Document text:
#####

MSI GE40 Subjective Evaluation

There are generally two ways of looking at laptops like this: either you want as much performance as possible in the smallest form factor possible at the lowest price possible, or else you’re looking for a reasonably balanced system but you still care about things like the keyboard and touchpad. Over the years, I’ve come to realize that while I can get by with just about any keyboard and touchpad in a pinch, they’re actually critical elements in the overall experience that are very easy to get wrong. Thankfully, MSI actually does quite well with the GE40 in the keyboard area and slightly less so in the touchpad. Where they fall short is in the same place where the Razer Blade fell on its face: the LCD quality is poor, which is a shame as almost everything else works quite well. But I’m getting ahead of myself; let’s start with the overall build quality and impressions.

#####

Requirement 1: Pull out every line of the listing that contains the string "striped".
The MSI GE40 evaluation and the listing come from separate, unrelated sources.

[Coordinate labeling data]
#####

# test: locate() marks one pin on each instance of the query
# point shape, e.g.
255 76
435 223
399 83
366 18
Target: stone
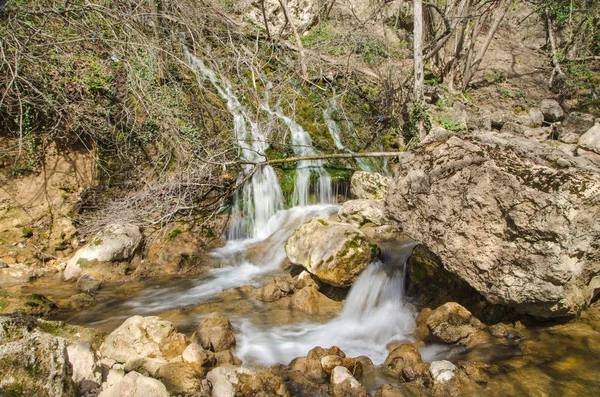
508 215
336 253
369 185
87 283
551 110
591 139
452 323
344 384
361 212
223 382
87 371
442 371
135 385
32 362
215 333
537 117
402 357
116 242
143 342
574 126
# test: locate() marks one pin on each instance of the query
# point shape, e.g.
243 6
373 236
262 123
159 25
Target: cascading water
302 146
259 199
335 132
374 314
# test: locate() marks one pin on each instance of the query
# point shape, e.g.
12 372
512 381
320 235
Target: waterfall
335 132
374 315
302 146
259 199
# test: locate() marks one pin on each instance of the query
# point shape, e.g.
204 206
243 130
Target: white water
373 316
335 132
259 199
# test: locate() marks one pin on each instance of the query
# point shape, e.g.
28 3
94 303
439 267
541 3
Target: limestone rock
361 212
551 110
135 385
508 215
143 338
215 333
451 323
369 185
87 371
116 242
334 252
591 139
575 125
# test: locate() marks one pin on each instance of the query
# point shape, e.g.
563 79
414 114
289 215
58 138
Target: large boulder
510 216
334 252
591 139
369 185
115 243
143 342
215 333
361 212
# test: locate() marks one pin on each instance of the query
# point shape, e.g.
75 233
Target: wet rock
268 293
143 342
215 333
334 252
116 242
197 357
452 323
135 384
344 384
369 185
87 283
591 139
223 382
402 357
551 110
575 125
87 372
509 216
361 212
442 371
179 378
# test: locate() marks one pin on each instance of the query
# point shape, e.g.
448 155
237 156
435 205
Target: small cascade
335 132
260 198
374 315
302 146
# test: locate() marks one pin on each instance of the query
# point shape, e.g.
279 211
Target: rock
135 385
87 372
268 293
87 283
442 371
143 342
197 357
361 212
574 126
452 323
401 358
537 117
223 381
215 333
179 378
508 215
32 362
369 185
344 384
591 139
551 110
334 252
116 242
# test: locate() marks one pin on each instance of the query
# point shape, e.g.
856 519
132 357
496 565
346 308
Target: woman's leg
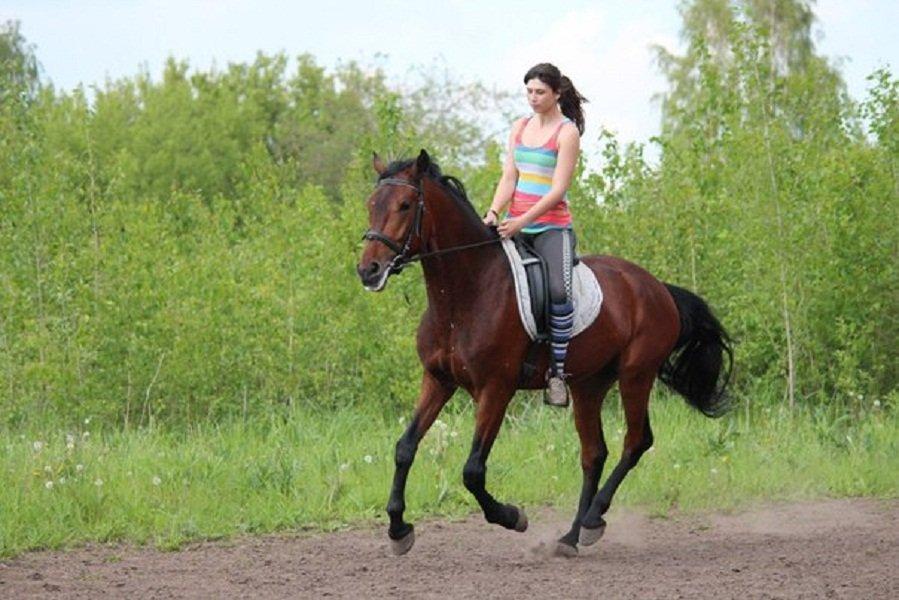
557 246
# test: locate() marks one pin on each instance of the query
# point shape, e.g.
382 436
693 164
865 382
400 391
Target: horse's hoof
588 537
564 550
404 544
522 523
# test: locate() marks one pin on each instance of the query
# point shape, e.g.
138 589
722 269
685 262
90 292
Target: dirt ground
828 549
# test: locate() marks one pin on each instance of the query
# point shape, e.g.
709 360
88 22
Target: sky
603 46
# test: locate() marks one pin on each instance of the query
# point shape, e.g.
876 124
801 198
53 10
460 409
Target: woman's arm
506 187
569 147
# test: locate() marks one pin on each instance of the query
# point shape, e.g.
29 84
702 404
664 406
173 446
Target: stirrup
556 392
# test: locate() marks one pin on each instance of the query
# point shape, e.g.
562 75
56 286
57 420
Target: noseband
402 257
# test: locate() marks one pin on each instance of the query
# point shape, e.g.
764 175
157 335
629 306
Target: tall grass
307 470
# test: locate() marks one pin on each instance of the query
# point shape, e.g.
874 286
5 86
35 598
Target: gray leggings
557 247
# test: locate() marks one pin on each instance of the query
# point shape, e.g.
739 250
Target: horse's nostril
370 270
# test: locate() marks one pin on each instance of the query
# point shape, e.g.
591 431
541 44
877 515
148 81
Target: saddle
532 293
537 281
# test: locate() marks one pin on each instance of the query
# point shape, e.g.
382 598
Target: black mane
450 184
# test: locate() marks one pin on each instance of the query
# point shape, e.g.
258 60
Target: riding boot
560 325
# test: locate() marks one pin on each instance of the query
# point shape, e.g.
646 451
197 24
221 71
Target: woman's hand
510 227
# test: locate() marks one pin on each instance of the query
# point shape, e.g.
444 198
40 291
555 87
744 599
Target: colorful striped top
536 165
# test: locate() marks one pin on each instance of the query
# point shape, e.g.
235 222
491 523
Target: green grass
326 471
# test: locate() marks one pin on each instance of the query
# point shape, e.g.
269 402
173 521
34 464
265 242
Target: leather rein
402 258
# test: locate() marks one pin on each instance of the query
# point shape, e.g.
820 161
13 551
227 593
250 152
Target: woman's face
541 97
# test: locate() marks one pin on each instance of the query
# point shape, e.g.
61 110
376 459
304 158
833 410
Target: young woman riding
540 162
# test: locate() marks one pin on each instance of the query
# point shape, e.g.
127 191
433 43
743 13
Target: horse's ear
422 163
377 163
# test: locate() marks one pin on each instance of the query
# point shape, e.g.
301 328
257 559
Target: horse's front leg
434 395
492 406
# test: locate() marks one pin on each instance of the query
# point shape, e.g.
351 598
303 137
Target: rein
402 259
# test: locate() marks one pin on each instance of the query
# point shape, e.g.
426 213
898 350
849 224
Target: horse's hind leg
587 407
490 414
434 396
638 439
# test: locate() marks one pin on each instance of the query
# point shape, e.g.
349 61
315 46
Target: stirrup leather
556 392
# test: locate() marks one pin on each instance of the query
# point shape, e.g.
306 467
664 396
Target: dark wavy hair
570 100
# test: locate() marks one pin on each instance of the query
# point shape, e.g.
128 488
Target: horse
471 336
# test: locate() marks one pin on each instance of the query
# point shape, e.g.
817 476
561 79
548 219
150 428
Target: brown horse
471 336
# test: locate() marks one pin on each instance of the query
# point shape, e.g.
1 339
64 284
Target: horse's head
395 211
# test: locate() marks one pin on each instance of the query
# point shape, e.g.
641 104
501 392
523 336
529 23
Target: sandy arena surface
826 549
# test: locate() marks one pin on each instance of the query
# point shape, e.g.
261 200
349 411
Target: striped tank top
536 165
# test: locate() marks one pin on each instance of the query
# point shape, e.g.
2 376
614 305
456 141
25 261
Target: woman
540 162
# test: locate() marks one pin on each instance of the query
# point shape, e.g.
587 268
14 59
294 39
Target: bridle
402 257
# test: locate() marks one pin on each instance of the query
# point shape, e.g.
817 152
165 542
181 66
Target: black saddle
538 286
538 290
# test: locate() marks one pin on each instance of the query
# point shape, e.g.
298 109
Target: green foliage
64 486
183 250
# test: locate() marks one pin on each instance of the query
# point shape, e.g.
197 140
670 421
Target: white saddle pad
585 291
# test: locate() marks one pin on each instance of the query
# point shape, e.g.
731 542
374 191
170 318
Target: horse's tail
696 368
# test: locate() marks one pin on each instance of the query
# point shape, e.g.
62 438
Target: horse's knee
473 475
404 454
593 464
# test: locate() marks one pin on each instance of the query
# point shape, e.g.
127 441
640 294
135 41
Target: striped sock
561 322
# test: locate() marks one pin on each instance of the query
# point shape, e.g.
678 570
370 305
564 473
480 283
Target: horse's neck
456 279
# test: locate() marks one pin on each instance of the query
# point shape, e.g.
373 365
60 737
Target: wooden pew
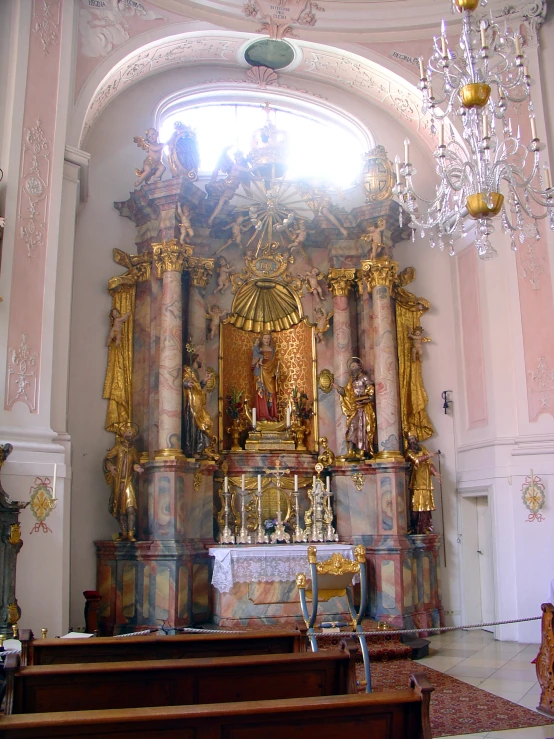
178 682
399 714
180 646
545 661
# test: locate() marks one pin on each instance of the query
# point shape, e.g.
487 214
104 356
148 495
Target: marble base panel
269 603
152 583
404 580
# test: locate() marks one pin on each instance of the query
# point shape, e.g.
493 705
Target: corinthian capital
341 281
382 272
170 256
200 271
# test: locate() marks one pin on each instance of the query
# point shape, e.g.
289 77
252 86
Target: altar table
256 585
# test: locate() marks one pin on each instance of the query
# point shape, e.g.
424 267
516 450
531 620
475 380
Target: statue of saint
198 438
356 399
421 485
266 372
120 465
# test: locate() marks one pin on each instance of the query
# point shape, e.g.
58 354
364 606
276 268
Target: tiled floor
502 668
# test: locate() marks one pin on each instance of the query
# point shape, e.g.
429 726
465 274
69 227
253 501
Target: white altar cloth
267 563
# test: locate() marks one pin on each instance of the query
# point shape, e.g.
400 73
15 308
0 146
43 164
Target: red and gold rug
456 707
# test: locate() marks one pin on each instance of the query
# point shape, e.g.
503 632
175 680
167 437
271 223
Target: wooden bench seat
181 646
41 688
401 714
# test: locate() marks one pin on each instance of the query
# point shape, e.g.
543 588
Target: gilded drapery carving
413 398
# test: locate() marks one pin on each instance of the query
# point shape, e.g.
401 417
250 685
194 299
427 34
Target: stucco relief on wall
22 375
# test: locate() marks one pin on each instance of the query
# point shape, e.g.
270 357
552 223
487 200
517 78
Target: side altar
264 387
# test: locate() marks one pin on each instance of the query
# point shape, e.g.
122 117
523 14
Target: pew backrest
399 714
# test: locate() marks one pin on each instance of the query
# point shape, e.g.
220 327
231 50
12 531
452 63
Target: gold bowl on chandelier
490 170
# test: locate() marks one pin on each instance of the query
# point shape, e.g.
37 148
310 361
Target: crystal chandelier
476 83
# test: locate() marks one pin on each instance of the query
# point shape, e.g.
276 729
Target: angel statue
185 226
152 168
418 339
117 321
215 315
322 319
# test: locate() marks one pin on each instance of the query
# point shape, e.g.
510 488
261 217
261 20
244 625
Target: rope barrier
379 632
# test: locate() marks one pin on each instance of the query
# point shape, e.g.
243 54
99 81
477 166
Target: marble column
170 258
380 275
340 283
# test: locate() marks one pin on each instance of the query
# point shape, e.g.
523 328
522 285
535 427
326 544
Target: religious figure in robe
121 464
421 485
356 399
266 371
198 437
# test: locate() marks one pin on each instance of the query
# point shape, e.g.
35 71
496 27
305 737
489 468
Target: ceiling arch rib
330 65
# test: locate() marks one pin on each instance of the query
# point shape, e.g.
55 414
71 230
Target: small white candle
547 177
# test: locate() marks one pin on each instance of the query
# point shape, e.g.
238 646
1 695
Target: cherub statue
152 168
373 236
215 315
117 322
321 322
224 271
237 229
311 280
417 340
185 226
326 456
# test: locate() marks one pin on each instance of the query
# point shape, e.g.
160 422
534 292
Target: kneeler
334 577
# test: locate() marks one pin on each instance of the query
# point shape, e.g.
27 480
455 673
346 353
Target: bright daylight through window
321 149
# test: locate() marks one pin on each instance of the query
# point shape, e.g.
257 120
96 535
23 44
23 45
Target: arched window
322 143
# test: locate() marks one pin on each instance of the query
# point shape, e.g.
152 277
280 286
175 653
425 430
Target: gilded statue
117 322
121 464
185 225
322 319
326 456
198 436
356 399
153 167
224 271
215 315
266 371
418 339
421 485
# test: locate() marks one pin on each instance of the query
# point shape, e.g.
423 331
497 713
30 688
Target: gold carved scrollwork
171 256
341 281
382 272
200 271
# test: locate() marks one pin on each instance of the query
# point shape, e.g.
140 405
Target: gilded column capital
200 271
382 272
341 281
171 256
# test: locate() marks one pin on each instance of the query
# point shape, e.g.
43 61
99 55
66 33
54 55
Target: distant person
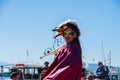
44 69
68 63
20 75
102 72
14 76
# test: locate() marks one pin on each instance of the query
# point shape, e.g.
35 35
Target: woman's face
69 35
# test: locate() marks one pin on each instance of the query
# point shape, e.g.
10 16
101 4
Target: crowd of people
68 63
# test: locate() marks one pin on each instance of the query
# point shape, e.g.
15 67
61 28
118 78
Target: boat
29 71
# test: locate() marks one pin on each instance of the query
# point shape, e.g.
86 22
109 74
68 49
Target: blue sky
27 24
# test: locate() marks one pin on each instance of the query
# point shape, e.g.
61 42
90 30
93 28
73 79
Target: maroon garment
67 65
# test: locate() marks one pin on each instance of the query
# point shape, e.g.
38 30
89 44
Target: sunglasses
69 34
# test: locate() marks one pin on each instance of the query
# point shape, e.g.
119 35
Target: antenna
103 55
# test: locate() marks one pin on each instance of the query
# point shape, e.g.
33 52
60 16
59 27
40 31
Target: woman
68 63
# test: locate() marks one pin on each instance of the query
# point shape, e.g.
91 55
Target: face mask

#####

Requirement 2: According to the MSI GE40 evaluation, in what area does MSI fall short with the GE40?

Correct answer 1:
Target: colorful striped top
Target: striped tank top
Target: striped sock

Correct answer 2: The LCD quality is poor.